:: TASK DATA ::

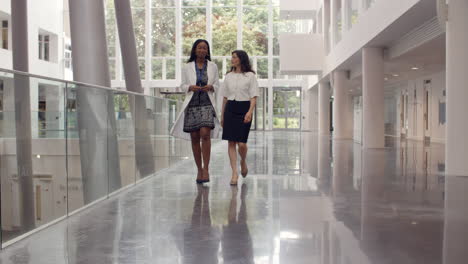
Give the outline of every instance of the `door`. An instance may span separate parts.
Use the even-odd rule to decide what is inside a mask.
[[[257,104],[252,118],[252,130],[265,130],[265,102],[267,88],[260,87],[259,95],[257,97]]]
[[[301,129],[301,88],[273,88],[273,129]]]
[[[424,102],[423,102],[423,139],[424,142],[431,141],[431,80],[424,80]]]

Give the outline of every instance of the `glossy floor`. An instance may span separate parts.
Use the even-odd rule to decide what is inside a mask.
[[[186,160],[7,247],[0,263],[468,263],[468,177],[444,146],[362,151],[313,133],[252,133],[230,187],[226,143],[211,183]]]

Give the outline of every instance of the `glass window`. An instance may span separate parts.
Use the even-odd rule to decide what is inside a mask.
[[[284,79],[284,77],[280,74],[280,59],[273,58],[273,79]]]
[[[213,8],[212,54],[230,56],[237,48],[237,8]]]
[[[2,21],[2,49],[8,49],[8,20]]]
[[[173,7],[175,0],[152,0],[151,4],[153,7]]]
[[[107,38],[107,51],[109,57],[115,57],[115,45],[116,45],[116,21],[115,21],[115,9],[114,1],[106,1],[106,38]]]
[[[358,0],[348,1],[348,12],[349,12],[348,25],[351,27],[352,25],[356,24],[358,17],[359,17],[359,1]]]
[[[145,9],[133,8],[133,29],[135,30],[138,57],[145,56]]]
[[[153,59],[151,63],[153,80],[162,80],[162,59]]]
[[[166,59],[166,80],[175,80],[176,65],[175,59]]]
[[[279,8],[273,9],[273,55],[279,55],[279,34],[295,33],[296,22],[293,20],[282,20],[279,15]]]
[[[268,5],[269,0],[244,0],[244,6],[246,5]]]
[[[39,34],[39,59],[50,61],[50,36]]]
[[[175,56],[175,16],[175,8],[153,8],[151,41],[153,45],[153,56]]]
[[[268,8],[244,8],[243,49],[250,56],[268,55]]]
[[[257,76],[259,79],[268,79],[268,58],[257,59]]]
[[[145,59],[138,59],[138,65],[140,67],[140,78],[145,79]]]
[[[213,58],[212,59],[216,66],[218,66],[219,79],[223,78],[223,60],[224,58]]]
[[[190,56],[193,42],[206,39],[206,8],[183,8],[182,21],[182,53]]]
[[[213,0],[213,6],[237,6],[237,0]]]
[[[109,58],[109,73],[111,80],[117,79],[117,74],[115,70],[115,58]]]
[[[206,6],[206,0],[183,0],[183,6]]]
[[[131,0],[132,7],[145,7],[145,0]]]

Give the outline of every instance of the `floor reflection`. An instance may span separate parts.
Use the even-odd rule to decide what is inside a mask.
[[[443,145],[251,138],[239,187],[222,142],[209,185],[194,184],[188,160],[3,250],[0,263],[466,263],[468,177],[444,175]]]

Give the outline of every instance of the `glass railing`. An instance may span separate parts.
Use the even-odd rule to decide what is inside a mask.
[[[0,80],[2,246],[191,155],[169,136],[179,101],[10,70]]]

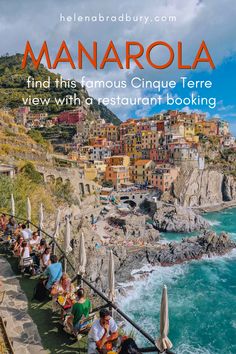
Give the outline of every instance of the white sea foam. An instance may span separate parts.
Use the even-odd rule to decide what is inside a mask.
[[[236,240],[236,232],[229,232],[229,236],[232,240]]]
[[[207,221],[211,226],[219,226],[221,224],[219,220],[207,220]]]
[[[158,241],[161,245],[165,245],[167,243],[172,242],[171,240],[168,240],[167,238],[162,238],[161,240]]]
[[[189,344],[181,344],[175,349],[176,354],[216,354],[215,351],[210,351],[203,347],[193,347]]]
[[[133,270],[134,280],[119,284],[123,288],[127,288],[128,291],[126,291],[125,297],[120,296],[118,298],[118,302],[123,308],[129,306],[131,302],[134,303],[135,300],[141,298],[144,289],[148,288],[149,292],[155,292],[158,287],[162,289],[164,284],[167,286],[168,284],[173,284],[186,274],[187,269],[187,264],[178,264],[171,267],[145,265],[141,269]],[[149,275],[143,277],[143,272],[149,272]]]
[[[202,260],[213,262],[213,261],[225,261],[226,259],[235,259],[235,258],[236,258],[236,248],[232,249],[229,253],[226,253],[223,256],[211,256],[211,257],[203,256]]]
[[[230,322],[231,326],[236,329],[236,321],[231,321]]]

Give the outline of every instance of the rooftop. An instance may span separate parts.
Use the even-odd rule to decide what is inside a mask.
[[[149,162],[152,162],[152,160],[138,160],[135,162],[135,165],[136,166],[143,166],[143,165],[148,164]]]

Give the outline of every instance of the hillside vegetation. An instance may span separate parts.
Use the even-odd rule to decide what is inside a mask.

---

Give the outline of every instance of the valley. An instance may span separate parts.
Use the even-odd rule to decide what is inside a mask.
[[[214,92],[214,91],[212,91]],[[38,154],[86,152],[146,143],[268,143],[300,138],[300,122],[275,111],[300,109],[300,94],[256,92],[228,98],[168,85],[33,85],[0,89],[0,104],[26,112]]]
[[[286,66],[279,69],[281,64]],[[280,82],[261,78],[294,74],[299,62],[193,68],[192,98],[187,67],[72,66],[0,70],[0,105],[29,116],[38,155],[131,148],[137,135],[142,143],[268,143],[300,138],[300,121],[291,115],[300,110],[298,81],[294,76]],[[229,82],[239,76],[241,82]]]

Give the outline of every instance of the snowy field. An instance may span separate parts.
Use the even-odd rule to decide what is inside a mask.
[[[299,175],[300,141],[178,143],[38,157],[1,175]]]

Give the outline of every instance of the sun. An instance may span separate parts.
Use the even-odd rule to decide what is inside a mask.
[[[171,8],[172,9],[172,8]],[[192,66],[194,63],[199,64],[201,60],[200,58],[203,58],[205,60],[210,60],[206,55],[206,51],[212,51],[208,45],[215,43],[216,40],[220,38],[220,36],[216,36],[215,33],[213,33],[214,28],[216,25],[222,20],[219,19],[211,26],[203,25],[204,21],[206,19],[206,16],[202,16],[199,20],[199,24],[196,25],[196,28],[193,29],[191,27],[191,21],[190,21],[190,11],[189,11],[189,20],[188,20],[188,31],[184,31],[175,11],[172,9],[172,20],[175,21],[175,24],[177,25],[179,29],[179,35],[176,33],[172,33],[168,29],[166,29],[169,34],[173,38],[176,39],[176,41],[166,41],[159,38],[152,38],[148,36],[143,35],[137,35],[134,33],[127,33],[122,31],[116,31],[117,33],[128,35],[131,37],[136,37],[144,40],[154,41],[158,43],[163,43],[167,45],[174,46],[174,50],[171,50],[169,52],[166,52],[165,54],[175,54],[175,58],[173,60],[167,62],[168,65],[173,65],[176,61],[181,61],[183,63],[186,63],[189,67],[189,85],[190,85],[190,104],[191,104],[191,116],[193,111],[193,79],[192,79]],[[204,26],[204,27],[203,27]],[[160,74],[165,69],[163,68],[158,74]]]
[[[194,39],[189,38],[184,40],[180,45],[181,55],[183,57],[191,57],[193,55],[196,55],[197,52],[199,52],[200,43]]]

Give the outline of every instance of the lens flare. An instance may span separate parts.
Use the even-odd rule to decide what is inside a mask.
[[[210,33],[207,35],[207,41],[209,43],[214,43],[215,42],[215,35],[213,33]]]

---

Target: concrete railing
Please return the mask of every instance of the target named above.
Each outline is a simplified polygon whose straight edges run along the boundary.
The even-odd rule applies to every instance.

:: WHAT THE TASK ASKS ::
Read the lines above. Gather those in which the string "glass" is found.

:: WORKED SOLUTION ::
Give the outline of every instance of the `glass window`. An instance may span separate parts.
Give the outline of every instance of the `glass railing`. An instance may span separate parts.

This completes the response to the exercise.